Copy out verbatim the part of the entries that opens with the line containing "Task: indicate one point per instance of the rescuer" and runs through the end of the entries, including both ends.

◆ Data listing:
= = = = =

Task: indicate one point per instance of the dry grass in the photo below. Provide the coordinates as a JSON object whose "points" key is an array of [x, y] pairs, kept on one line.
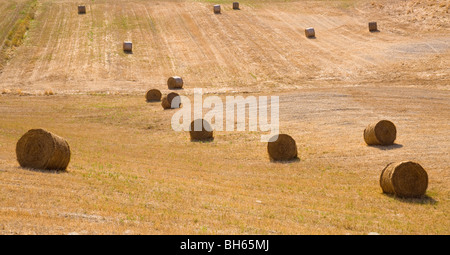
{"points": [[130, 173]]}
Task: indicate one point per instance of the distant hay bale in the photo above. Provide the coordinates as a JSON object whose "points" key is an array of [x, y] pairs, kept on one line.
{"points": [[81, 9], [309, 32], [168, 100], [175, 82], [153, 95], [283, 149], [205, 134], [380, 133], [404, 179], [127, 46], [41, 149], [373, 26], [217, 9]]}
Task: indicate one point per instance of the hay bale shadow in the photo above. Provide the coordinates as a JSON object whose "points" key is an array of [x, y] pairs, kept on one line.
{"points": [[203, 141], [387, 147], [416, 200], [296, 159]]}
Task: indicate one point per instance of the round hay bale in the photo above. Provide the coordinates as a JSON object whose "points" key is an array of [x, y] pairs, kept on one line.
{"points": [[203, 134], [404, 179], [153, 95], [309, 32], [81, 9], [380, 133], [127, 46], [41, 149], [175, 82], [283, 149], [217, 9], [167, 101], [373, 26]]}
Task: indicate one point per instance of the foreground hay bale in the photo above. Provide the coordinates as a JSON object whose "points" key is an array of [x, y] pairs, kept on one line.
{"points": [[41, 149], [81, 9], [373, 26], [205, 134], [310, 33], [169, 99], [380, 133], [404, 179], [153, 95], [216, 9], [175, 82], [127, 46], [282, 149]]}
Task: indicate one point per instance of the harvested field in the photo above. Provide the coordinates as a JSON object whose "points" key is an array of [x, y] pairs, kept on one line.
{"points": [[130, 172]]}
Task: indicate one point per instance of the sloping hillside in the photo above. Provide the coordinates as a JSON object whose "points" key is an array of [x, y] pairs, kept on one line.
{"points": [[258, 48]]}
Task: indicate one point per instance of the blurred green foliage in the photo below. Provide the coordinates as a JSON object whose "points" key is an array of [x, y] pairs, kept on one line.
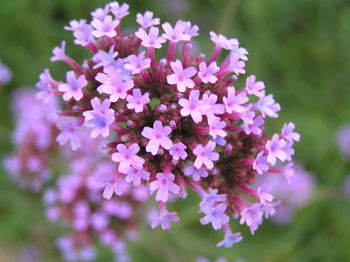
{"points": [[300, 49]]}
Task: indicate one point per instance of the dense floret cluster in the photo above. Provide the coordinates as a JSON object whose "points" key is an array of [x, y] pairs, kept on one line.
{"points": [[183, 121], [77, 202], [77, 199]]}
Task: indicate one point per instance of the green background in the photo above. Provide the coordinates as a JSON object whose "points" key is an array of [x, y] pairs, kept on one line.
{"points": [[299, 48]]}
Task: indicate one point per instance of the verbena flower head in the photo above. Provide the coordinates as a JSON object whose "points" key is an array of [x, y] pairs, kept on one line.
{"points": [[84, 201], [177, 122]]}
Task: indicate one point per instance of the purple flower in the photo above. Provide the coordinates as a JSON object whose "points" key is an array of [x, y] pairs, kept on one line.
{"points": [[233, 102], [205, 155], [104, 27], [254, 88], [206, 73], [158, 136], [163, 185], [100, 13], [181, 77], [137, 63], [347, 185], [212, 108], [164, 219], [126, 157], [196, 174], [113, 83], [252, 216], [288, 134], [236, 65], [59, 52], [190, 30], [100, 118], [105, 178], [74, 86], [99, 220], [134, 175], [45, 86], [288, 172], [119, 10], [254, 127], [70, 131], [136, 101], [263, 194], [151, 39], [210, 199], [81, 31], [260, 164], [5, 74], [215, 215], [216, 127], [102, 58], [275, 148], [267, 106], [220, 40], [193, 106], [147, 20], [175, 34], [230, 239], [178, 151]]}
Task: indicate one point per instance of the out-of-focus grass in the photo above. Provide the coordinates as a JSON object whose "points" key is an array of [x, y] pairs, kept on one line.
{"points": [[299, 48]]}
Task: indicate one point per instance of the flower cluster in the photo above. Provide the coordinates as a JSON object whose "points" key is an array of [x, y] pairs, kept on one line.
{"points": [[34, 137], [291, 196], [5, 74], [173, 123], [77, 202]]}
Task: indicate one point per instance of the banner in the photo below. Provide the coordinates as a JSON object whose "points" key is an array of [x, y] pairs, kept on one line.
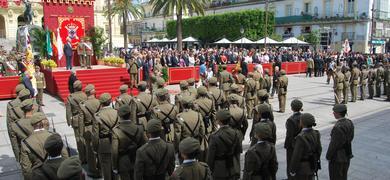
{"points": [[72, 29]]}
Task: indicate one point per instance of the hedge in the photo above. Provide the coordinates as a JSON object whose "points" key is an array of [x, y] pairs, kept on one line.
{"points": [[210, 28]]}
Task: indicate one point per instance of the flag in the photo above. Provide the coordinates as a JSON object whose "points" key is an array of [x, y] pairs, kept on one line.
{"points": [[60, 46], [49, 49]]}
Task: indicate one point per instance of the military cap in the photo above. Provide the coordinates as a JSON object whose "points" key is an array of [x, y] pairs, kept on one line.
{"points": [[70, 167], [308, 120], [123, 87], [24, 92], [27, 102], [37, 117], [19, 88], [124, 110], [161, 92], [223, 115], [263, 128], [183, 84], [89, 88], [105, 97], [191, 81], [52, 141], [296, 105], [213, 80], [202, 90], [77, 85], [338, 108], [154, 125], [189, 145]]}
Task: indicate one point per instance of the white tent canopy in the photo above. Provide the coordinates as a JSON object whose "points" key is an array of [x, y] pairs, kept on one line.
{"points": [[223, 41], [268, 40], [243, 41], [294, 40]]}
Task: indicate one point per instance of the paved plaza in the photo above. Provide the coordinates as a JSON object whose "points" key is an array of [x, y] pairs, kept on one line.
{"points": [[370, 146]]}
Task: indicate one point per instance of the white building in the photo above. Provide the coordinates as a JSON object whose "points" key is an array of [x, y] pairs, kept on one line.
{"points": [[337, 20]]}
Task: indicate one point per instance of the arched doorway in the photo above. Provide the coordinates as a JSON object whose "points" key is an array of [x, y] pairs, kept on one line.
{"points": [[2, 27]]}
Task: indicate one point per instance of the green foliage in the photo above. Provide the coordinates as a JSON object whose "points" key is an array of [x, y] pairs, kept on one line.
{"points": [[211, 28], [97, 38]]}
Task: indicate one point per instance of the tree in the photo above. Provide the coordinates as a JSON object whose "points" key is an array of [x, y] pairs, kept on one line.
{"points": [[125, 9], [178, 8]]}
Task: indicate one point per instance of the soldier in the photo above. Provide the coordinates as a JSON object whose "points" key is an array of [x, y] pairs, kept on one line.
{"points": [[155, 159], [282, 90], [124, 98], [355, 73], [205, 106], [380, 72], [371, 82], [339, 152], [192, 88], [106, 120], [216, 94], [133, 70], [192, 125], [239, 119], [33, 152], [225, 80], [338, 85], [40, 84], [364, 76], [305, 160], [250, 94], [260, 160], [127, 137], [224, 149], [166, 113], [293, 128], [90, 107], [21, 128], [183, 92], [70, 169], [75, 117], [48, 170], [191, 169]]}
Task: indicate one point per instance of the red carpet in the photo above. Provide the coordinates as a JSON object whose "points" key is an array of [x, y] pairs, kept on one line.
{"points": [[105, 79]]}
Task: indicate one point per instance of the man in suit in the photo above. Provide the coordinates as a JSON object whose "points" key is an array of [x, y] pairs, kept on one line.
{"points": [[68, 51]]}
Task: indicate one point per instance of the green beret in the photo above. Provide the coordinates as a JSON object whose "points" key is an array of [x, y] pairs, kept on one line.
{"points": [[70, 167], [77, 85], [124, 110], [223, 115], [213, 80], [37, 117], [52, 141], [263, 129], [124, 88], [89, 88], [19, 88], [24, 92], [340, 108], [296, 105], [189, 145], [161, 92], [26, 103], [191, 81], [183, 84], [202, 90], [154, 125], [308, 120], [105, 97]]}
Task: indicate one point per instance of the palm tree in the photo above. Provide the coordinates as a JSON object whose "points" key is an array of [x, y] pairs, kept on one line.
{"points": [[178, 8], [126, 9]]}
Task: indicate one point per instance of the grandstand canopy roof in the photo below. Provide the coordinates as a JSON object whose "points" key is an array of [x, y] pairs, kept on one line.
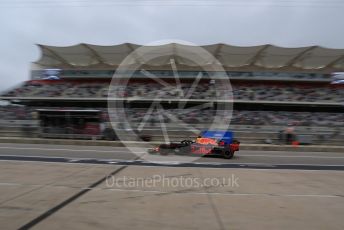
{"points": [[264, 56]]}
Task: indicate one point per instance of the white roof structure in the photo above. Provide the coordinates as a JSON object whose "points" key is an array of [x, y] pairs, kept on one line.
{"points": [[264, 56]]}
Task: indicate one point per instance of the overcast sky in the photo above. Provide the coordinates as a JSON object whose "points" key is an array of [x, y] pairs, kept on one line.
{"points": [[288, 23]]}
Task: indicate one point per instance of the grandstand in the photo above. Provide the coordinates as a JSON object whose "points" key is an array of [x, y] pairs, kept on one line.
{"points": [[271, 87]]}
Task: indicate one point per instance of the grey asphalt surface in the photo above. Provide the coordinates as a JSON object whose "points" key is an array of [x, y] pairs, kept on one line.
{"points": [[122, 153]]}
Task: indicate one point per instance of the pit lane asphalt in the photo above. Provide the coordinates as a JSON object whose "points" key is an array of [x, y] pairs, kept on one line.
{"points": [[122, 156]]}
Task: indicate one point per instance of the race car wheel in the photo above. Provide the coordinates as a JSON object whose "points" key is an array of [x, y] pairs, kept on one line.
{"points": [[228, 154]]}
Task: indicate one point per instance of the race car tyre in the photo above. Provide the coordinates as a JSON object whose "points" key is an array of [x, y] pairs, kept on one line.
{"points": [[228, 154]]}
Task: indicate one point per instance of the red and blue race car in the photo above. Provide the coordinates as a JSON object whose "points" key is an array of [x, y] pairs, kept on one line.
{"points": [[210, 142]]}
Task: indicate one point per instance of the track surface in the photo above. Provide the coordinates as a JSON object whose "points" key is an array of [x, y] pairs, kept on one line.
{"points": [[122, 156]]}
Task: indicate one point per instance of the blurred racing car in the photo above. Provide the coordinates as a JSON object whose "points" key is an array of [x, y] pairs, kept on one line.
{"points": [[210, 142]]}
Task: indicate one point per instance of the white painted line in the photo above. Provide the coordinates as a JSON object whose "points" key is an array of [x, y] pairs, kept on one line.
{"points": [[70, 150]]}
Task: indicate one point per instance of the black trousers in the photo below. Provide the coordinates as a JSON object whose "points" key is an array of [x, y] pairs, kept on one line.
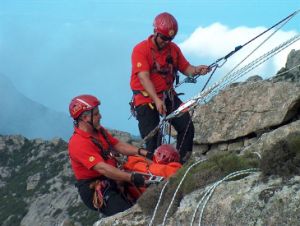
{"points": [[115, 201], [149, 118]]}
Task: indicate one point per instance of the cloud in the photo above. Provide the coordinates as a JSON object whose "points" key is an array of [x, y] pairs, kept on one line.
{"points": [[217, 40]]}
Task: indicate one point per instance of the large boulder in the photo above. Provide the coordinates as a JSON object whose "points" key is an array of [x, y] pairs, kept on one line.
{"points": [[246, 109]]}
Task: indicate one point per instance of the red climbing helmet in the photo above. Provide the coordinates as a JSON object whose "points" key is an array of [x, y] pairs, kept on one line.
{"points": [[166, 153], [165, 24], [81, 104]]}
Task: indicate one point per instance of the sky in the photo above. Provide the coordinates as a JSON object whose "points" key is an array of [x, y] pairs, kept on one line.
{"points": [[53, 50]]}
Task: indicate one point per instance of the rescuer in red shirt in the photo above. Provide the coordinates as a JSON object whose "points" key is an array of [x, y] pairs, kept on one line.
{"points": [[155, 63], [92, 151]]}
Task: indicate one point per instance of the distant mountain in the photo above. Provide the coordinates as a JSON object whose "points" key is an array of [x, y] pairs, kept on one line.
{"points": [[21, 115]]}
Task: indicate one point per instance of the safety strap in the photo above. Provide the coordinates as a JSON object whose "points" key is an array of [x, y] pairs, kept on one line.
{"points": [[105, 153]]}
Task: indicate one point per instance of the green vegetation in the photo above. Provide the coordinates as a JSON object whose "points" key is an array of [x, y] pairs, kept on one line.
{"points": [[82, 214]]}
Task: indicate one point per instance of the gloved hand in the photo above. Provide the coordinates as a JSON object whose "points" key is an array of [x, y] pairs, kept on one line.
{"points": [[137, 179], [149, 155]]}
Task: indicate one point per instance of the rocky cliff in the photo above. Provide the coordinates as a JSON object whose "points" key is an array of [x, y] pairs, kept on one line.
{"points": [[244, 169]]}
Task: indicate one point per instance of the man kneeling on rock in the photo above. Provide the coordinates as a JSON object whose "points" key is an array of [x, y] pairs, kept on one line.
{"points": [[92, 149]]}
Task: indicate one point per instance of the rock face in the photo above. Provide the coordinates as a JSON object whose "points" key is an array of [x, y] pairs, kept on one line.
{"points": [[257, 117], [251, 124], [246, 109]]}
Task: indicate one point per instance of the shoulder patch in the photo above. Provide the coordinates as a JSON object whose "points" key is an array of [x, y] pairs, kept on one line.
{"points": [[91, 159]]}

= = = = =

◆ Solution to the problem:
Task: indicate one point per instance of the rescuer in red shirt in the photo above. Provide the coordinates as a JSON object whose "points" key is an array of [x, y] pairs, kept on one line.
{"points": [[155, 63], [92, 151]]}
Task: indicate one point per instance of the distant mountain in the photo above. Provide the coordinates as a JSON object whose "points" key is an array of [x, y] pairs, kept on one line.
{"points": [[21, 115]]}
Task: indicate one point per instance of the safety strap in the photo above. Provide the coordinates as a JSON object whose "points" key is an array of [x, y] pairs, kept on one line.
{"points": [[105, 153]]}
Task: indicate one point per instance of the green vegetation in the photo above. Provide the coordinates as a JSON object whose "points" key is an array of [x, y] pairs, kept on one line.
{"points": [[82, 214]]}
Task: indicate one point per instance of the gloved hand in the photo above. Provide the coordinates as a JSON object whose "points" key is an array of [x, y] pairs, kept on one line.
{"points": [[137, 179], [149, 155]]}
Task: indicate one point per instance of the rocky cliff in the photo above. Provide the coordinates as a JSON object whose "points" key is an array of [x, y] pairs, kept on one line.
{"points": [[244, 169]]}
Task: indicate one point per instance of the man kneeling on rock in the photo above. Provide the coordinates as a JSON object whose "points" key is an array of [x, y] pairs, kept on one line.
{"points": [[92, 149]]}
Task: indicate one point per instance of the rock face in the photo above. Provide the coordinates as a JSON object whose "points" key is an array of [x, y] pairs, kept on one line.
{"points": [[257, 117], [251, 124], [246, 109]]}
Task: indicate one point per instance of the shoulder patch in the photo above. Provide the coordinates as a JSON object whose "points" key is an array of [x, y] pairs, kept on one line.
{"points": [[91, 159]]}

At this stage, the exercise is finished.